= REQUEST =
Copy the listing below word for word, starting at its first line and continuing through the line containing "[376,149,519,378]", with both of those lines included.

○ ○ ○ ○ ○ ○ ○

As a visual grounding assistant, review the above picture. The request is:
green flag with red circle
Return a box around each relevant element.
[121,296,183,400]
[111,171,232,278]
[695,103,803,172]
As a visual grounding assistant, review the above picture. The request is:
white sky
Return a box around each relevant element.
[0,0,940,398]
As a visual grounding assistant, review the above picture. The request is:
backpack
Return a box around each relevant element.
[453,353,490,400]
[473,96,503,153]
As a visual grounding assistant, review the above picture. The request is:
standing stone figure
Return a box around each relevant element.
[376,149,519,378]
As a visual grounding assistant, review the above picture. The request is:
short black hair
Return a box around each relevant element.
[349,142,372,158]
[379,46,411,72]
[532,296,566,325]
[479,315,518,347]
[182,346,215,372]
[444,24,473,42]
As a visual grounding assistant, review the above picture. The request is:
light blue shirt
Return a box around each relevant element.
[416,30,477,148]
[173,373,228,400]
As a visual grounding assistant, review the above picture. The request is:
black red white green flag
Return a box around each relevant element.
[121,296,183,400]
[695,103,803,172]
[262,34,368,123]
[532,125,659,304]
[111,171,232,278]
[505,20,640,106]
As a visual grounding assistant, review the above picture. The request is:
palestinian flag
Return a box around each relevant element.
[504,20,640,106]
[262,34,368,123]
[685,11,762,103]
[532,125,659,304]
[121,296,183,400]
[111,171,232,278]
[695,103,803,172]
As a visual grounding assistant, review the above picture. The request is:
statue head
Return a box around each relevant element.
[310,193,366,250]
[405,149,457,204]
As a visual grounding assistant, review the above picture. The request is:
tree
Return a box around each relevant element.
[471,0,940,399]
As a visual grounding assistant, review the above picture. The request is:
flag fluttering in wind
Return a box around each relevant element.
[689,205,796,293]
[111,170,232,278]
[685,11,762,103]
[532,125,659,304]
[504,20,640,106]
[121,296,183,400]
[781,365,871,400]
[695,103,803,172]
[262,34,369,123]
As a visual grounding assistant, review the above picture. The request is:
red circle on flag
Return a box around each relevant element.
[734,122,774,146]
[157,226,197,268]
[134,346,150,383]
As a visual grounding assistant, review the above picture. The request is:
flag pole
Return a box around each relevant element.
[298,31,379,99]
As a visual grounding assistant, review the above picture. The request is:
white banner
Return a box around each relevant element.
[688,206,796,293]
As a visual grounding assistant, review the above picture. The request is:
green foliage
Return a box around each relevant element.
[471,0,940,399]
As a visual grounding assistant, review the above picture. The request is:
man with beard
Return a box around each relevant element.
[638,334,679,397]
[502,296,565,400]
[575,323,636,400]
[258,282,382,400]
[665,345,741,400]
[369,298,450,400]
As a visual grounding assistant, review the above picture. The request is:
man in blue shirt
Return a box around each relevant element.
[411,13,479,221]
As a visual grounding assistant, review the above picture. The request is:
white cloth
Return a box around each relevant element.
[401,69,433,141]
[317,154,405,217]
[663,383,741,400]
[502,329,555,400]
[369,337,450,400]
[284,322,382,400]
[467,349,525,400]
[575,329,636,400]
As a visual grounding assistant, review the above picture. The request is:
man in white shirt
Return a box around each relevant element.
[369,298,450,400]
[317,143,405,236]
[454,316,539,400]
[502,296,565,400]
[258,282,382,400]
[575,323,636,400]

○ ○ ○ ○ ○ ○ ○

= COMPLETE ANSWER =
As a visual grounding assistant, review the above picture. The request is:
green flag with red circle
Return a box around each relevant element.
[121,296,183,400]
[111,171,232,278]
[695,103,803,172]
As a visual grounding assistant, review the above picture. The request is:
white sky
Return a box around each relevant element.
[0,0,940,398]
As a visual grounding assistant, review the above picture. The request is:
backpack
Return a box around each relevant element.
[453,353,490,400]
[473,96,503,153]
As a visual grounding assistant, review the above picture. The request is:
standing stone figure
Return a box around each relevant element.
[376,149,519,378]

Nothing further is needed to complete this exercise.